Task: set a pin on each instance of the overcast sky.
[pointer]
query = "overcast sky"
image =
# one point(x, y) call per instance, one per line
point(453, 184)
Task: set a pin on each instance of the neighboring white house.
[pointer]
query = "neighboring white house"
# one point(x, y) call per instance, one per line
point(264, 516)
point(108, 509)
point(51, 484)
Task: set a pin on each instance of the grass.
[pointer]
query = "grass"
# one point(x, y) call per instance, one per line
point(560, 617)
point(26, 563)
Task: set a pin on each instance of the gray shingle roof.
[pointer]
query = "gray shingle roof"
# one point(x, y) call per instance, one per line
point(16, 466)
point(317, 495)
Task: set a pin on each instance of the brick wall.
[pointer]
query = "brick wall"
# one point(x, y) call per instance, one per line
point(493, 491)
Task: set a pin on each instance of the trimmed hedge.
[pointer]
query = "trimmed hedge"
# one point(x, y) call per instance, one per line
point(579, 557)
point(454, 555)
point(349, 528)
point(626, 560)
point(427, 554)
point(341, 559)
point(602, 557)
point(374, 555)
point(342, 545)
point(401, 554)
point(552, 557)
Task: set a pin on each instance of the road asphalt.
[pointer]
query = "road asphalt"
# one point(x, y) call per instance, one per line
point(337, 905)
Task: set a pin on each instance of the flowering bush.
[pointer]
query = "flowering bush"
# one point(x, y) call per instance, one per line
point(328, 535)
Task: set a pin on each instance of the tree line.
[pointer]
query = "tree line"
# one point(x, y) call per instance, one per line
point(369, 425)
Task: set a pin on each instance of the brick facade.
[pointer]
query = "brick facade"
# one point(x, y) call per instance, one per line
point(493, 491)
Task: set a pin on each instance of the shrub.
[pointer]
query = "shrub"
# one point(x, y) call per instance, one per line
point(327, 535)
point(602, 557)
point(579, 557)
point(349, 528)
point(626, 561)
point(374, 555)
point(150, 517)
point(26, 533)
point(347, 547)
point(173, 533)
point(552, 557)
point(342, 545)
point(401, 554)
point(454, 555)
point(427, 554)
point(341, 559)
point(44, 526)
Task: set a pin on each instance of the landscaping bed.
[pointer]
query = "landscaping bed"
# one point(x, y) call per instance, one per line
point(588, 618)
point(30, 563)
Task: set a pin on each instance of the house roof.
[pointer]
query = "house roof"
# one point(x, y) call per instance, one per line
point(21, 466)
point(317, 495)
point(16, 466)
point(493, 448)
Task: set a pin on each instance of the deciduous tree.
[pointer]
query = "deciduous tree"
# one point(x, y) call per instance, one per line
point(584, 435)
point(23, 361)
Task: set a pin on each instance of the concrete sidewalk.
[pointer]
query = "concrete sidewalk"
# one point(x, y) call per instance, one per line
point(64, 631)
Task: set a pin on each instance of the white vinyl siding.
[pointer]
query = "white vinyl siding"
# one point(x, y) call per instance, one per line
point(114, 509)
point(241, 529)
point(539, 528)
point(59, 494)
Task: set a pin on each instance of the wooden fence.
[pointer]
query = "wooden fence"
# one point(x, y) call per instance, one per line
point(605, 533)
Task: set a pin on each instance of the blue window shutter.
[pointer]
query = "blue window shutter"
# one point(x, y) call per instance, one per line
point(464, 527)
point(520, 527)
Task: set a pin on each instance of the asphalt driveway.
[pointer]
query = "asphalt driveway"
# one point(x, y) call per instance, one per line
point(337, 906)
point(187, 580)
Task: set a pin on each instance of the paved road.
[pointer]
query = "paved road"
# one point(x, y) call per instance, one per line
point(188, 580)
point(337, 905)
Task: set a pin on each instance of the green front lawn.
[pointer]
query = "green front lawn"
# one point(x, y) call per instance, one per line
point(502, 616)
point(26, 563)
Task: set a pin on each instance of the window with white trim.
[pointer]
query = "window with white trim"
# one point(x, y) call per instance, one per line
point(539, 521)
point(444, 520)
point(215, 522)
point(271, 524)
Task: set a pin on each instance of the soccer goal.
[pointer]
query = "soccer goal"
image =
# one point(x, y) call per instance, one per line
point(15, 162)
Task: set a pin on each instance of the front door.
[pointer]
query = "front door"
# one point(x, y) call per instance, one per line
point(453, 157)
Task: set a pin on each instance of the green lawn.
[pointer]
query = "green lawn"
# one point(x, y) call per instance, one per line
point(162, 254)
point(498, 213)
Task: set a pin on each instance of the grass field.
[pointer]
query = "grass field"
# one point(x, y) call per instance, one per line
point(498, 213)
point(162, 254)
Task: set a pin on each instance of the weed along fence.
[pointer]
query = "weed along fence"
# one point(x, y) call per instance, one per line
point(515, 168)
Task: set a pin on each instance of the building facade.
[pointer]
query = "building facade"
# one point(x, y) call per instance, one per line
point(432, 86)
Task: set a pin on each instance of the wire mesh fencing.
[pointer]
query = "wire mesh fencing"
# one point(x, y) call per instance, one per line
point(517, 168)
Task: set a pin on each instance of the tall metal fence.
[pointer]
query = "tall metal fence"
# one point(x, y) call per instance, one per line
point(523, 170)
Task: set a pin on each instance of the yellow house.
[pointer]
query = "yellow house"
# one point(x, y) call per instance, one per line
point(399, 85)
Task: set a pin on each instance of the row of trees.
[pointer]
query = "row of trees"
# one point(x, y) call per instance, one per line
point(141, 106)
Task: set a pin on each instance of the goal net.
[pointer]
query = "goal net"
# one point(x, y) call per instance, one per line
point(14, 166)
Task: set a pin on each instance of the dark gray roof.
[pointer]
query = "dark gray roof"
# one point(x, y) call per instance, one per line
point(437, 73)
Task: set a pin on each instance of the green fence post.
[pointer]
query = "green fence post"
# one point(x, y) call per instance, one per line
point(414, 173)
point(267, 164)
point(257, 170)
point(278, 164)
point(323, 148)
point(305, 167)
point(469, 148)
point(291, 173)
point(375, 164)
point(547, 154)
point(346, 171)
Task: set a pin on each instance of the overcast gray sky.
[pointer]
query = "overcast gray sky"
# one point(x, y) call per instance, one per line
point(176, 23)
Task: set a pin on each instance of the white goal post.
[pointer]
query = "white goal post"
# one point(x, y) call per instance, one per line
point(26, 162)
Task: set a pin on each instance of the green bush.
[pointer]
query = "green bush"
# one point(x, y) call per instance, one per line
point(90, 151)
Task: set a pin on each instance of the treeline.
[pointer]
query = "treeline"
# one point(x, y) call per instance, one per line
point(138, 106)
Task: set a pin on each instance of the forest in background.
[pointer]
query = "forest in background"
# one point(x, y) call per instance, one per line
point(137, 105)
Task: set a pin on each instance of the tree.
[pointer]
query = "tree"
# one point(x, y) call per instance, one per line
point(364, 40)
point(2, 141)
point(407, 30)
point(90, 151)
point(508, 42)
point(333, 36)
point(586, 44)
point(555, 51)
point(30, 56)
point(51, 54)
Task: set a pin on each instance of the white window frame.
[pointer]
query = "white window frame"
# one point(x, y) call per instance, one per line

====

YOUR GOAL: Turn every line of the rows above into a numbered list, and leave out any blank lines.

WRITTEN RESPONSE:
1. Task: set a pin on each instance of the overcast sky.
2. [pointer]
3. query = "overcast sky"
4. image =
5. # one point(x, y) call per instance, one per line
6. point(453, 184)
7. Task: set a pin on each instance of the neighboring white house.
8. [pointer]
9. query = "neighboring white house"
10. # one point(x, y) call per instance, one per line
11. point(264, 516)
12. point(108, 509)
13. point(51, 484)
14. Task: set a pin on each instance of the grass.
15. [pointer]
16. query = "grass"
17. # one point(x, y) call per instance, one per line
18. point(560, 617)
19. point(26, 563)
20. Task: set a pin on each instance of the gray shingle roof.
21. [pointer]
22. query = "gray shingle roof"
23. # one point(x, y) call per instance, one per line
24. point(16, 466)
25. point(317, 495)
26. Task: set a pin on each instance of the brick wall.
27. [pointer]
28. query = "brick wall"
29. # one point(x, y) call per instance, one per line
30. point(493, 491)
31. Task: set a pin on each instance of the trimmed hedge.
32. [pointer]
33. query = "trimmed hedge"
34. # one point(x, y) call per instance, one per line
35. point(579, 557)
36. point(454, 555)
37. point(349, 528)
38. point(626, 560)
39. point(427, 554)
40. point(341, 559)
41. point(602, 557)
42. point(374, 555)
43. point(342, 545)
44. point(401, 554)
45. point(552, 557)
46. Task: set a pin on each instance of the road asphalt.
47. [pointer]
48. query = "road asphalt"
49. # one point(x, y) call per instance, one per line
50. point(337, 905)
51. Task: set a pin on each instance of the flowering bush.
52. [pointer]
53. query = "flowering bush"
54. # one point(x, y) call per instance, one per line
55. point(328, 535)
56. Task: set a pin on each instance of the tree line.
57. [pointer]
58. query = "tree line"
59. # one point(x, y) call per instance, one per line
60. point(369, 425)
61. Task: set a pin on each instance of the brick facade.
62. [pointer]
63. query = "brick facade"
64. # one point(x, y) call per instance, one per line
65. point(493, 491)
66. Task: set a pin on each instance of the shrub.
67. [pointer]
68. query = "shrub"
69. # one point(x, y) call per instance, one per line
70. point(327, 535)
71. point(602, 557)
72. point(579, 557)
73. point(349, 528)
74. point(626, 561)
75. point(374, 555)
76. point(150, 517)
77. point(26, 533)
78. point(347, 547)
79. point(173, 533)
80. point(552, 557)
81. point(342, 545)
82. point(401, 554)
83. point(454, 555)
84. point(427, 554)
85. point(341, 559)
86. point(44, 526)
87. Task: set a pin on each instance of the landscaping bed.
88. [pointer]
89. query = "landscaping bed"
90. # one point(x, y) call per instance, one per line
91. point(588, 618)
92. point(30, 563)
93. Task: set a pin on each instance of the house roof.
94. [pointer]
95. query = "house roof"
96. # one point(x, y) call per instance, one per line
97. point(21, 466)
98. point(317, 495)
99. point(16, 466)
100. point(493, 448)
101. Task: set a pin on each instance of the deciduous tree.
102. [pointer]
103. query = "deciduous tree"
104. # one point(x, y) call per instance, one per line
105. point(584, 435)
106. point(23, 361)
107. Task: set a pin on each instance of the concrete sidewalk.
108. [pointer]
109. query = "concrete sidewalk"
110. # one point(x, y) call per instance, one per line
111. point(64, 631)
112. Task: set a pin on each instance of the white vinyl siding.
113. [pointer]
114. query = "white vinyl siding"
115. # one point(x, y) call per instance, one per line
116. point(114, 509)
117. point(241, 529)
118. point(539, 528)
119. point(59, 494)
120. Task: set a pin on each instance of the wooden fence.
121. [pointer]
122. query = "wooden fence"
123. # one point(x, y) call per instance, one per line
124. point(605, 533)
125. Task: set a pin on each instance of the blue window shutter.
126. [pointer]
127. query = "blue window shutter"
128. # one point(x, y) call per instance, one per line
129. point(464, 527)
130. point(520, 527)
131. Task: set a pin on each instance of the asphalt driveway.
132. [pointer]
133. query = "asphalt driveway"
134. # one point(x, y) call per instance, one per line
135. point(337, 906)
136. point(187, 580)
137. Task: set a pin on each instance of the paved road.
138. [pointer]
139. query = "paved road"
140. # one point(x, y) call per instance, one per line
141. point(188, 580)
142. point(337, 905)
143. Task: set a pin on each instance of the green front lawn.
144. [pointer]
145. query = "green front lawn"
146. # one point(x, y) call per instance, one per line
147. point(502, 616)
148. point(26, 563)
149. Task: set a pin on each instance of the window with white trim.
150. [pointer]
151. query = "window with white trim"
152. # one point(x, y) call per instance, one per line
153. point(539, 521)
154. point(444, 520)
155. point(215, 522)
156. point(271, 524)
157. Task: set a pin on each instance of the soccer goal.
158. [pointer]
159. query = "soccer goal"
160. image =
161. # one point(x, y) call per instance, one per line
162. point(15, 162)
163. Task: set a pin on each instance of the front door.
164. [pointer]
165. query = "front door"
166. # one point(x, y) call per instance, one per line
167. point(453, 157)
168. Task: set a pin on each instance of the green lawn.
169. [pointer]
170. query = "green lawn"
171. # one point(x, y) call per instance, one per line
172. point(162, 254)
173. point(498, 213)
174. Task: set a pin on each instance of the grass field.
175. [pointer]
176. query = "grass field"
177. # one point(x, y) call per instance, one per line
178. point(498, 213)
179. point(162, 254)
180. Task: set a pin on each instance of the weed along fence.
181. [pointer]
182. query = "weed along fence"
183. # one point(x, y) call per instance, one per line
184. point(515, 168)
185. Task: set a pin on each instance of the building facade.
186. [pointer]
187. query = "building facade"
188. # one point(x, y) call per instance, one per line
189. point(432, 86)
190. Task: set a pin on each instance of the wire mesh fencing.
191. [pointer]
192. query = "wire mesh fencing"
193. # one point(x, y) call per instance, one per line
194. point(517, 168)
195. Task: set a pin on each instance of the tall metal fence.
196. [pointer]
197. query = "tall metal fence"
198. # one point(x, y) call per instance, one per line
199. point(523, 170)
200. Task: set a pin on each instance of the yellow house.
201. [pointer]
202. query = "yellow house"
203. # one point(x, y) call per instance, one per line
204. point(399, 85)
205. Task: set a pin on each instance of the row of trees.
206. [pointer]
207. query = "row of trees"
208. # one point(x, y) call per instance, one per line
209. point(141, 106)
210. Task: set a pin on each instance of the goal net.
211. [pointer]
212. query = "goal net"
213. # one point(x, y) call per instance, one per line
214. point(14, 166)
215. Task: set a pin on each instance of the dark gray roof.
216. [pointer]
217. query = "dark gray roof"
218. # one point(x, y) call per instance, one per line
219. point(437, 73)
220. Task: set a pin on each instance of the green fence post.
221. [pointer]
222. query = "green fence post"
223. # one point(x, y) call per instance, one per line
224. point(414, 173)
225. point(267, 164)
226. point(257, 170)
227. point(278, 164)
228. point(323, 148)
229. point(305, 167)
230. point(469, 148)
231. point(291, 173)
232. point(375, 164)
233. point(547, 154)
234. point(346, 171)
235. Task: set a pin on each instance of the overcast gray sky.
236. [pointer]
237. query = "overcast gray sky"
238. # one point(x, y) call per instance, one per line
239. point(176, 23)
240. Task: set a pin on each instance of the white goal post.
241. [pointer]
242. query = "white goal post"
243. # one point(x, y) call per instance, one per line
244. point(26, 162)
245. Task: set a pin on each instance of the green bush.
246. [pointer]
247. query = "green bush"
248. # one point(x, y) call per instance, one per line
249. point(90, 151)
250. Task: set a pin on each instance of the treeline.
251. [pointer]
252. query = "treeline"
253. # one point(x, y) call per instance, one per line
254. point(138, 106)
255. Task: set a pin on each instance of the forest in background.
256. [pointer]
257. query = "forest in background"
258. # one point(x, y) call per instance, one per line
259. point(137, 105)
260. Task: set a pin on each instance of the tree.
261. [pointer]
262. query = "tree"
263. # one point(x, y) call per instance, one per line
264. point(364, 40)
265. point(2, 141)
266. point(407, 30)
267. point(90, 151)
268. point(508, 42)
269. point(333, 36)
270. point(586, 44)
271. point(555, 51)
272. point(30, 56)
273. point(51, 54)
274. Task: set a pin on each instance of the white window frame.
275. [pointer]
276. query = "white window frame"
277. # one point(x, y) call per instance, one per line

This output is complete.